Article:
It will be evident that John Galusha's version of this song is disordered in the final verses. The broadside has six stanzas of eight long lines. Yankee John's version has stanzas of eight short lines. So one of the broadside's stanzas is equivalent to two of Galusha's. In other words, the broadside had twelve stanzas; Yankee John had nine. And Yankee John had scrambled the stanzas, and half-stanzas, that he remembered. My tentative conclusion was that Yankee John's text should be re-ordered 1A/1B, 2A/2B, 3A/3B, 4A/4B, 5A/7A, 5B/7B, 6A/6B, 8A/8B, 9A/9B. This is roughly correct when compared with the broadside, although I was wrong to reverse 7A and 5B (for reasons given below). The following list shows the correct order, along with the first part of each half-stanza. Half-stanzas that Galusha remembered are given their stanza numbers in his text (e.g. "1B" would be the second half of his first stanza); half-stanzas that Yankee John forgot are shown in [brackets] and not numbered.

Object pointing data rows:
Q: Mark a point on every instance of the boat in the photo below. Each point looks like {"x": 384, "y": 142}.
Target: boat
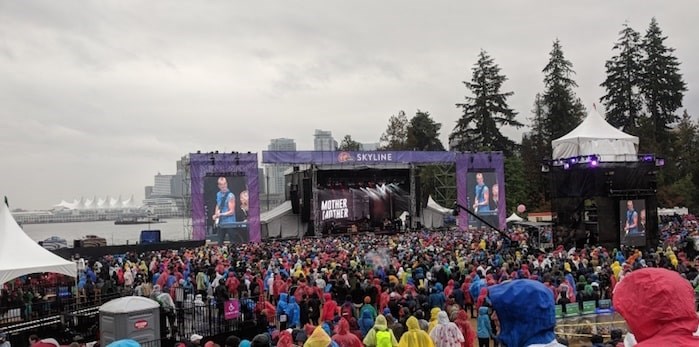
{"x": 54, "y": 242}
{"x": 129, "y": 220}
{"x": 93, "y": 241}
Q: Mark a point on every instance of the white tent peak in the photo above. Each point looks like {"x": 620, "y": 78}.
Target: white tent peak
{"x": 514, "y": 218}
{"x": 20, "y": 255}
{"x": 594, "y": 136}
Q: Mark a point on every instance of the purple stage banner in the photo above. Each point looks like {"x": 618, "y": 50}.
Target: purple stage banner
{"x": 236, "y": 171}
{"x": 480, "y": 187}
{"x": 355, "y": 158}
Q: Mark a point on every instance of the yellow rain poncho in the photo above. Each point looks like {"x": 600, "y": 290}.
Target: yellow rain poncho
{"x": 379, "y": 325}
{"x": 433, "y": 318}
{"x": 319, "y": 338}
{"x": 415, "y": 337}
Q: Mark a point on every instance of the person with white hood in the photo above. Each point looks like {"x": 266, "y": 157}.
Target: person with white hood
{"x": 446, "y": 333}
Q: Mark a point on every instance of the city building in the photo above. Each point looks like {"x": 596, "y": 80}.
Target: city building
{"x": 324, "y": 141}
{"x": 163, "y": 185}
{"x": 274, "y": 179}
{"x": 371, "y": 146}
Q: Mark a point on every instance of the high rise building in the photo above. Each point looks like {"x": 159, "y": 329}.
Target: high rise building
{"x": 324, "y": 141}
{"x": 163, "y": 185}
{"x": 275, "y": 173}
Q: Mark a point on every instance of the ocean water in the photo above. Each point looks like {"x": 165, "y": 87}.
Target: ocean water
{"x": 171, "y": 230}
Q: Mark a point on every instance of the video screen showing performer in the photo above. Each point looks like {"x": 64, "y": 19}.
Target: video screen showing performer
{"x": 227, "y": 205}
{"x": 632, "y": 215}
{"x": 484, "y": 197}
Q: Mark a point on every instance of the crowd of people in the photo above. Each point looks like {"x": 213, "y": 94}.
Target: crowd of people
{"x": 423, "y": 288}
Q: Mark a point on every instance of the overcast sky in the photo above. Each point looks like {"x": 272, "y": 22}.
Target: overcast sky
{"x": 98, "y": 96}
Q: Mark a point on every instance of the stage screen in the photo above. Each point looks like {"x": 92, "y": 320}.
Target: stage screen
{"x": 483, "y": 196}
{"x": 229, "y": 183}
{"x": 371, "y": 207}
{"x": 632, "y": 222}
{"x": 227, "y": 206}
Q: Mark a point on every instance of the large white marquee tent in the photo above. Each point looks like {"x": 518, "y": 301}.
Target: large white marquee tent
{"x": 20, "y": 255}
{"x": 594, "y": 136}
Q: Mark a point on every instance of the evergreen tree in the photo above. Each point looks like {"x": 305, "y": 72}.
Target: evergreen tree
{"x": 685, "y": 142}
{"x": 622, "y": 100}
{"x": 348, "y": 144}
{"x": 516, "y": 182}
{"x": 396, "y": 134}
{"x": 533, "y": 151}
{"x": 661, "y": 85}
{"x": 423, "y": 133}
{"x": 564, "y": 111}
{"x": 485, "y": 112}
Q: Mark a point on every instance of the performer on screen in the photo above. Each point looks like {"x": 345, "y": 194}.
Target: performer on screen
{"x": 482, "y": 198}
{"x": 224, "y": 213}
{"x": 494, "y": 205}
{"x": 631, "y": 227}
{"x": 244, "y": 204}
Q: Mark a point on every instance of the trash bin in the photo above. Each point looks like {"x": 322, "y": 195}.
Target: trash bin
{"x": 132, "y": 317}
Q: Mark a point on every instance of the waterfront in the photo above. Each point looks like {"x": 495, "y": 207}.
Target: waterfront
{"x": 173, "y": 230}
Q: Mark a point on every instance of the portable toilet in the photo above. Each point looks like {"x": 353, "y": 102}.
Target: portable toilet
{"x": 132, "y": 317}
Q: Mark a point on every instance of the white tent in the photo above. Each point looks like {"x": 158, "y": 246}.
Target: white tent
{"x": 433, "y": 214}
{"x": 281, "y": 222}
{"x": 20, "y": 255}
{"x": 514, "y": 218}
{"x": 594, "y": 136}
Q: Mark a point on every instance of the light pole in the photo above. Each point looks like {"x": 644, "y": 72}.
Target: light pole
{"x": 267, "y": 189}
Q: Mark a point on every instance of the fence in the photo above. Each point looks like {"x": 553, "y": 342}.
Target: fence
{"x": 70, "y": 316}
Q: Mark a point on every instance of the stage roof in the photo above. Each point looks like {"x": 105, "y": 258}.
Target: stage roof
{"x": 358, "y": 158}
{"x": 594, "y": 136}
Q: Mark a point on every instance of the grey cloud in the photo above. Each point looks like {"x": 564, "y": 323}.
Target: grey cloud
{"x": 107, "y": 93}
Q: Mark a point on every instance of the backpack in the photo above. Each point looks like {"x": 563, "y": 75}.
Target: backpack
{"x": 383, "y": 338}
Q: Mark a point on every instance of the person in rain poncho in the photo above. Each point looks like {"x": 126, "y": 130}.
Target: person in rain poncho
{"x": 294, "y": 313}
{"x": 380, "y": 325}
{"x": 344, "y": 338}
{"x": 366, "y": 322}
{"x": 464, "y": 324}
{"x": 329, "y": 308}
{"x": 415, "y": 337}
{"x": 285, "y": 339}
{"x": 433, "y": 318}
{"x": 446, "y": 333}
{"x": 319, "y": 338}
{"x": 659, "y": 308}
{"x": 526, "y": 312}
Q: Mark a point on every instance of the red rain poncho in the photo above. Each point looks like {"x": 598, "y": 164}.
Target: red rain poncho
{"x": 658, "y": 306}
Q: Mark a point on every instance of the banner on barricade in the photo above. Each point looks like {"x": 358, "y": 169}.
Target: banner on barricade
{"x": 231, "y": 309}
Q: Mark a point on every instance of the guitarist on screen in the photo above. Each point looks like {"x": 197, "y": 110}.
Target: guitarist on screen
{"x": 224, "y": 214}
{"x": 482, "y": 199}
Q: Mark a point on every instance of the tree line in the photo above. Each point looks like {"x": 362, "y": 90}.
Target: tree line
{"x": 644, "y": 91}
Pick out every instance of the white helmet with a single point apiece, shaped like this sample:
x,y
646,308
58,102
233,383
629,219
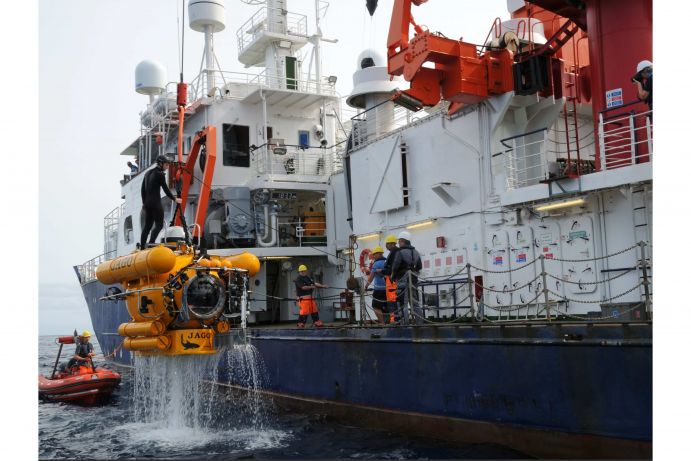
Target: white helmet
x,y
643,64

Work to be completed: Please list every name the song-stanza text above uses for the person whose version of the song it discusses.

Reply to the exercise: John Galusha, Yankee John, Galusha